** Recorded information follows **
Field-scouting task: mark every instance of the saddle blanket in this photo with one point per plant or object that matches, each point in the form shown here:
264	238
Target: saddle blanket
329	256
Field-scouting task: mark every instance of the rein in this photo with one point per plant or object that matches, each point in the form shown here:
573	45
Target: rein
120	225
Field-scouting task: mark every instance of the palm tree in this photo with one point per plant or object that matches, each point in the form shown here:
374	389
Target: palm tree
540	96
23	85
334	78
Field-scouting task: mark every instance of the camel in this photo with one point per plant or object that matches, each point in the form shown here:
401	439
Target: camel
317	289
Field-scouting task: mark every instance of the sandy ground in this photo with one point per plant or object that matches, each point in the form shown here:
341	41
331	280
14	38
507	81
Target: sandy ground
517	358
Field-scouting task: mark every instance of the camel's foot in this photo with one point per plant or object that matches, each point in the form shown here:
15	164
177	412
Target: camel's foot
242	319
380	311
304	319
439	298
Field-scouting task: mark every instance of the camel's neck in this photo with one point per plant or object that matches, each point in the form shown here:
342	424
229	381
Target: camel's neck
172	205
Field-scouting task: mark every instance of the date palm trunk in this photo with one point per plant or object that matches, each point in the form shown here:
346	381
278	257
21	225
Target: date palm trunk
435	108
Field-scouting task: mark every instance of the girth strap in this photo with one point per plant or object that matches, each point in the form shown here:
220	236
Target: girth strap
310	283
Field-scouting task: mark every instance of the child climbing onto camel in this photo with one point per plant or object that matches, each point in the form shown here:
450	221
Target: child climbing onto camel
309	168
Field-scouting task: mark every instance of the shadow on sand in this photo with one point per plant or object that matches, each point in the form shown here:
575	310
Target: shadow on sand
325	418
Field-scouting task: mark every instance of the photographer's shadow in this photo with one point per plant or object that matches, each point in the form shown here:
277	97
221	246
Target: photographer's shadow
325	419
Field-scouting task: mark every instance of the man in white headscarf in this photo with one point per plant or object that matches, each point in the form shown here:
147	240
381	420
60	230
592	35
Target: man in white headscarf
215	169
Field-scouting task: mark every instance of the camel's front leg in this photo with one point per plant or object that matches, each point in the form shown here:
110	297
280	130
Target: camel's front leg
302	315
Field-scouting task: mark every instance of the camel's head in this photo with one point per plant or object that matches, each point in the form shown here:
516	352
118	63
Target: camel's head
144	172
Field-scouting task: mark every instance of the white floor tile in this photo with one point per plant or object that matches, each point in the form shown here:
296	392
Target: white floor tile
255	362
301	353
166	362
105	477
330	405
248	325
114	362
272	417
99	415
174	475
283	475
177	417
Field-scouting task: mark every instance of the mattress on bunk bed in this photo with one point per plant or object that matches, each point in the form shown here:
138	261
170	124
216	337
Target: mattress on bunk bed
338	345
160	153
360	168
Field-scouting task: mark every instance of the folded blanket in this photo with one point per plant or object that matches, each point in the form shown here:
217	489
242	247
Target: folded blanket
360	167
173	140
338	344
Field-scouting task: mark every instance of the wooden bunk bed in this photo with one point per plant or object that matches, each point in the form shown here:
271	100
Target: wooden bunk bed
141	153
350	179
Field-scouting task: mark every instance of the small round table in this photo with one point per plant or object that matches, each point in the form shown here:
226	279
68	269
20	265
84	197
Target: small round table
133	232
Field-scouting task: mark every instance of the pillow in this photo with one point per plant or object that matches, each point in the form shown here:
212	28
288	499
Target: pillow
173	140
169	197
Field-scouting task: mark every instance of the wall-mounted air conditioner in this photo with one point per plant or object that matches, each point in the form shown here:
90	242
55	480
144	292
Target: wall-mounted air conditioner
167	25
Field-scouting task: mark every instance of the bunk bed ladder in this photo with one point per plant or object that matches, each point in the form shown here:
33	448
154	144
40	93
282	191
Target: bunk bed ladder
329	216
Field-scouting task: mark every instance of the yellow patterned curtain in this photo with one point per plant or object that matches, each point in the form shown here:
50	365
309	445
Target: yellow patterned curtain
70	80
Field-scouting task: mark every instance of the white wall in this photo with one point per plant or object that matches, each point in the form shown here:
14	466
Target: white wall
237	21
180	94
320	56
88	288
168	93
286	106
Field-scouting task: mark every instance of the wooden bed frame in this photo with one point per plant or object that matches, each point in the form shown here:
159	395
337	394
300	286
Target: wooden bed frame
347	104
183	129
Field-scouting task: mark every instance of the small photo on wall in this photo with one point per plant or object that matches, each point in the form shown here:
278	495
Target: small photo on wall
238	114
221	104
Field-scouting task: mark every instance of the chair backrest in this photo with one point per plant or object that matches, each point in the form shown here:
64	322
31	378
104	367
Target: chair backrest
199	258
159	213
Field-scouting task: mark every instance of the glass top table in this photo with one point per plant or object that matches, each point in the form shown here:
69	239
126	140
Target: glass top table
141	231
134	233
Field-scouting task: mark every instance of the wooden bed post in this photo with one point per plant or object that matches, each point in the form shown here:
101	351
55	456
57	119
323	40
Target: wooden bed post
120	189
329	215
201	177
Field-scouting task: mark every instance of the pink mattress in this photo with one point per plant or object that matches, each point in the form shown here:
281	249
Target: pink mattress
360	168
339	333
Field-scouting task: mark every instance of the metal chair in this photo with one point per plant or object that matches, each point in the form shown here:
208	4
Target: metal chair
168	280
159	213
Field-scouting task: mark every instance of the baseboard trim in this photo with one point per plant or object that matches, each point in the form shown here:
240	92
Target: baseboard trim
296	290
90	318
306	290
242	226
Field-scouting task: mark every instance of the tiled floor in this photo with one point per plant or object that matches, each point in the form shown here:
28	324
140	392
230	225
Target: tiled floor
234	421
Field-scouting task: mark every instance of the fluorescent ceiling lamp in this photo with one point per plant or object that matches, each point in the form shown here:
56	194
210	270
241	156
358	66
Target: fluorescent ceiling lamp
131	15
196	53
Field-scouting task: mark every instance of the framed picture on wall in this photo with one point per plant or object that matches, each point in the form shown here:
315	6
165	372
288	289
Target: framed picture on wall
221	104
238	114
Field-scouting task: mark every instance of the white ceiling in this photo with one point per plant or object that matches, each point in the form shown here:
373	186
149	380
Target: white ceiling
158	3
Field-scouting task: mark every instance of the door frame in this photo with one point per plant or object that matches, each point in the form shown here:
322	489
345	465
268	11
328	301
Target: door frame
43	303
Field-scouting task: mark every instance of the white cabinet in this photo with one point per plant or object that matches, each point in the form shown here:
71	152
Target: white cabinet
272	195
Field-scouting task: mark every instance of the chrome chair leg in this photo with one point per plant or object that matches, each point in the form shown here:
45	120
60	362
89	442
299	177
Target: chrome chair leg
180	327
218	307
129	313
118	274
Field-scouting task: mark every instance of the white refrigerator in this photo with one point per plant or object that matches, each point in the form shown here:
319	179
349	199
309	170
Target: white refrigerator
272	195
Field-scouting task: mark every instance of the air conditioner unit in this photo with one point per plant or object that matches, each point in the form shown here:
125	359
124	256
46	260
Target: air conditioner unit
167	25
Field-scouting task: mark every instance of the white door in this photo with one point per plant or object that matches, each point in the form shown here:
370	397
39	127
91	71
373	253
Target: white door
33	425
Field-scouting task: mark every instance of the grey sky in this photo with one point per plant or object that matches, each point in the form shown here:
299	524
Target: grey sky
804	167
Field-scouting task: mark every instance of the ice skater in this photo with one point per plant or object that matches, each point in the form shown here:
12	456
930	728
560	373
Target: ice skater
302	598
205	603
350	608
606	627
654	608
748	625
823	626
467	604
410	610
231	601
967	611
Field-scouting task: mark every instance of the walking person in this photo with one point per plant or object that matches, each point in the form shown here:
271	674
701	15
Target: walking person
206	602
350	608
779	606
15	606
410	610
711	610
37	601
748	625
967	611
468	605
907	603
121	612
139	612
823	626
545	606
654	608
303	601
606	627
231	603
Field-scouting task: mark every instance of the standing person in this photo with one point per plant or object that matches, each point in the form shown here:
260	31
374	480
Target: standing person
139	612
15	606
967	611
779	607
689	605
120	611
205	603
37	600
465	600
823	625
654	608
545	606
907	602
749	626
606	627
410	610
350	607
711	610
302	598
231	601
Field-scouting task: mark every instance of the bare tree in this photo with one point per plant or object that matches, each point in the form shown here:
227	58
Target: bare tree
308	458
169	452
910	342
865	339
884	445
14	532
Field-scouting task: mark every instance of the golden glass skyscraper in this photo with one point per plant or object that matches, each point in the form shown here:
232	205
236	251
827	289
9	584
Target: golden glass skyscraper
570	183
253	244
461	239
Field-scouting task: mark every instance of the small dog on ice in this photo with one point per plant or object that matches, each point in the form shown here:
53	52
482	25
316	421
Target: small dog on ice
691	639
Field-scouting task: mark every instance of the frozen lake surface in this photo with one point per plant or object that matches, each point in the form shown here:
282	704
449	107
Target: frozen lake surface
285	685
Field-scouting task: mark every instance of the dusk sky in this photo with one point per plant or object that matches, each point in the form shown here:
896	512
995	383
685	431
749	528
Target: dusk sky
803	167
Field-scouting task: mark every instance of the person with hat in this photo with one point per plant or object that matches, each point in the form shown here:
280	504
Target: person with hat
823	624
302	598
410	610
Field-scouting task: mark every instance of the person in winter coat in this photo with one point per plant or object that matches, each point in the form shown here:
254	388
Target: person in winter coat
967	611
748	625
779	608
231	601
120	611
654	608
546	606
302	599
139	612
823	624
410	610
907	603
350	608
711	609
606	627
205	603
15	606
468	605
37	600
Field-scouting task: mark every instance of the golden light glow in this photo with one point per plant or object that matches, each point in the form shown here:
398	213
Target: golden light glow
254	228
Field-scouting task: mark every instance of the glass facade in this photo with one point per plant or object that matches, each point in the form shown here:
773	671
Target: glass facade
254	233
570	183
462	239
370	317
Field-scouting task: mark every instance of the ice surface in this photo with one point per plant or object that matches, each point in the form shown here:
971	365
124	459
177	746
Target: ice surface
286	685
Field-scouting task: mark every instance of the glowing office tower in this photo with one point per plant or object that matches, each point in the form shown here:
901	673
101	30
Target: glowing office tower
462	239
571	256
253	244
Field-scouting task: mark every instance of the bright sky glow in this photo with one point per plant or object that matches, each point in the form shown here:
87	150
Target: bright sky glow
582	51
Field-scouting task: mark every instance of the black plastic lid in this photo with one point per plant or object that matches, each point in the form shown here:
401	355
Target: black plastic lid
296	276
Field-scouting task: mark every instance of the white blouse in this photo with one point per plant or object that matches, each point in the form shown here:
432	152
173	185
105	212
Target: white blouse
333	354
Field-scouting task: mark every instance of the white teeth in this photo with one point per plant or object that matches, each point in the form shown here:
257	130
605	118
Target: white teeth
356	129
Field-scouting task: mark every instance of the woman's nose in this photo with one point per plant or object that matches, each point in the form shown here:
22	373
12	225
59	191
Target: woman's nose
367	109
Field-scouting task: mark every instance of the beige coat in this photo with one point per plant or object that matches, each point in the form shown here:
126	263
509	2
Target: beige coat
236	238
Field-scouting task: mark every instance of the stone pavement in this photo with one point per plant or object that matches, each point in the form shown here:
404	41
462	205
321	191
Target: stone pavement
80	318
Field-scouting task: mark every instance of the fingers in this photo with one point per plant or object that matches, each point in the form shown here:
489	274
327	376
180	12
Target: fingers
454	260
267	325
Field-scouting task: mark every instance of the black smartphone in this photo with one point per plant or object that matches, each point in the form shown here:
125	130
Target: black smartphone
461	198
** End of Recorded information **
What you should do - Find "Field-scouting task: mark every instance of the white blouse" in the records above. Repeat its line and every later line exactly, through the last one.

Result below -
Field-scouting task: mark every instance of the white blouse in this photo with one point per plant or object that matches, each point in the form shown here:
432	152
173	185
105	212
Target: white blouse
333	354
Field-scouting task: mark every instance of the white teeth in this photo with one point per plant or object that matches, each point in the form shown here:
257	130
605	118
Target: white teeth
356	129
Field-scouting task: mark every instance of the woman's nose in this photo with one point per plant or object that matches, each point in the form shown here:
22	373
12	225
59	191
Target: woman's nose
367	109
Field-scouting task: mark every instance of the beige coat in this photo with one point per plant or object that matches, each point in the form shown here:
126	263
509	2
Target: beige coat
236	238
Field-scouting task: mark every instance of the stone pavement in this photo with one point per plant or object that matches, each point in the form shown here:
404	41
462	205
321	191
Target: stone pavement
80	318
Field-scouting task: mark every instance of the fingers in this photo with one point per plant or object that matches, each point in the form shown here:
489	274
327	376
180	12
Target: fingers
454	260
267	325
Field-scouting task: mark every instance of the black smartphone in this photo with one point per plant or object that matches, each point in the form shown here:
125	130
Target: black smartphone
461	198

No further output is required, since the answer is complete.